» **DATA PROVIDED**
--------------------------------
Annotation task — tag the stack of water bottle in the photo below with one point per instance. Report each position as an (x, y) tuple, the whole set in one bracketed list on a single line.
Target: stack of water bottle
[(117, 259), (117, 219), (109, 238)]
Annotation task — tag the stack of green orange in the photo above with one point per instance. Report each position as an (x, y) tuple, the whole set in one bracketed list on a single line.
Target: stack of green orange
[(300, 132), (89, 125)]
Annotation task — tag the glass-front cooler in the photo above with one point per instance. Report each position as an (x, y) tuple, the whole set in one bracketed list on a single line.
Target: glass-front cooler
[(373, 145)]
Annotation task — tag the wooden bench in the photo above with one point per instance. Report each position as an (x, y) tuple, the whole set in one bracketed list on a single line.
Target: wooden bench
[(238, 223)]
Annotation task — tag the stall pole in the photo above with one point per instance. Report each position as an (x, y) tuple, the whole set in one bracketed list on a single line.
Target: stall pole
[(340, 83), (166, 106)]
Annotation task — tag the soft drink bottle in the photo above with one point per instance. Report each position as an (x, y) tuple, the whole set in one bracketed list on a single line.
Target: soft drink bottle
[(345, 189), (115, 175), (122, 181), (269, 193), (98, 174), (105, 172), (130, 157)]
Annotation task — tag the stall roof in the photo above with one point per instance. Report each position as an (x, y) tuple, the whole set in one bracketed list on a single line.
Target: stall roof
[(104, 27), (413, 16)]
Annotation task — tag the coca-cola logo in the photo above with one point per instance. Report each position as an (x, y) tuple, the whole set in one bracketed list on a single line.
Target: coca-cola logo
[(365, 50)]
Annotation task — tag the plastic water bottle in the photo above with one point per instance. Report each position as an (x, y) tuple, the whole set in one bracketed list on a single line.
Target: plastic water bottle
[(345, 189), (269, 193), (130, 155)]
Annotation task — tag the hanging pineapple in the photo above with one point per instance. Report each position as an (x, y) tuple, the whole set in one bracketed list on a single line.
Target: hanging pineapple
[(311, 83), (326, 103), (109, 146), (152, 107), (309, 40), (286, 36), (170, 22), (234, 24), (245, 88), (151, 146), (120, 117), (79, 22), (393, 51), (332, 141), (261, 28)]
--------------------------------
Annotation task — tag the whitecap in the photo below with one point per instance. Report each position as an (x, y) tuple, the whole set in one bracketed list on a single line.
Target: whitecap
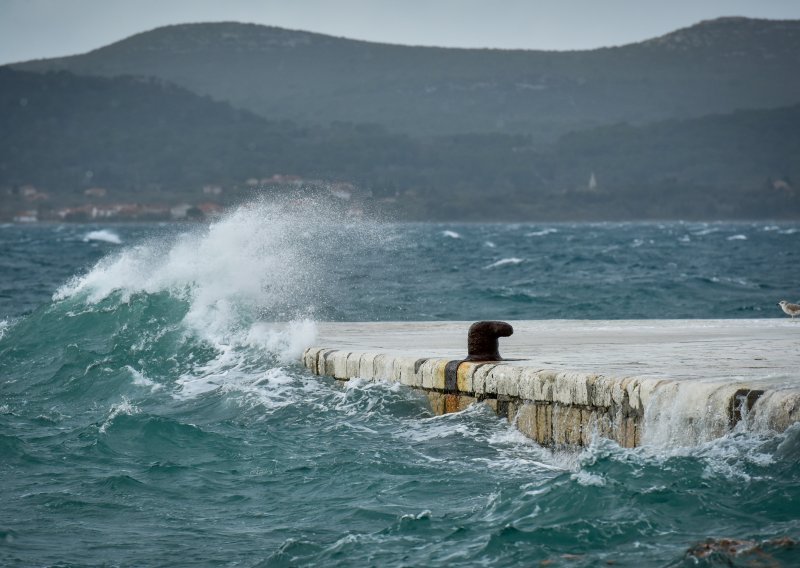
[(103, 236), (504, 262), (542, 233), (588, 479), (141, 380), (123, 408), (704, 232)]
--------------------------------
» **TASK STATEMENT**
Extract the lines of the material above word for word, starting at the line that contains "Annotation task — tag the wooden" and ending at the line that contains "141), (261, 28)]", with both of those lines included.

» **RESULT OF THIS EXERCISE**
Annotation task — tag the wooden bench in the photo above with one point per instance. Report each position as an (x, y) tuple, the whole set in one bracketed list on a single line.
Target: wooden bench
[(238, 223)]
Annotation task — tag the stall pole in the photo above with one point per instance. Report each position as an (x, y) tuple, the whole set in one bracketed list on a single line.
Target: stall pole
[(340, 83), (166, 106)]
Annotation task — tag the soft drink bottle in the photo above with one point per instance. Report each position as an (x, y) tuple, the whole set in one bracketed list on a single line.
Target: soft drink bottle
[(345, 189), (115, 175), (122, 181), (269, 193), (98, 174), (105, 172), (130, 157)]
Annotation task — tag the stall roof in the photo above with one point per instance. Report each position as an (x, y) tuple, the whole set in one bracketed list on a single line.
Target: stall roof
[(104, 27), (413, 16)]
Annotation task — tag the coca-cola logo in the photo above with one point per instance. Report each position as an (x, y) tuple, the whole set in one bracketed list on a single line.
Target: coca-cola logo
[(365, 50)]
Annotation task — tag the plastic water bottle in the photo above with one point per instance. Report each position as an (x, y) tuple, the whole set in one bracketed list on a single line.
Target: plastic water bottle
[(345, 189), (269, 193), (130, 155)]
Annotation task — tag the hanging pineapple in the photo above with one point per instance. Report each position as an (x, y) tuple, the whole set in one bracketed list on a single line.
Target: hanging pineapple
[(311, 83), (326, 103), (109, 146), (152, 107), (309, 40), (286, 36), (170, 22), (234, 24), (245, 88), (151, 146), (120, 117), (79, 22), (393, 51), (332, 141), (261, 28)]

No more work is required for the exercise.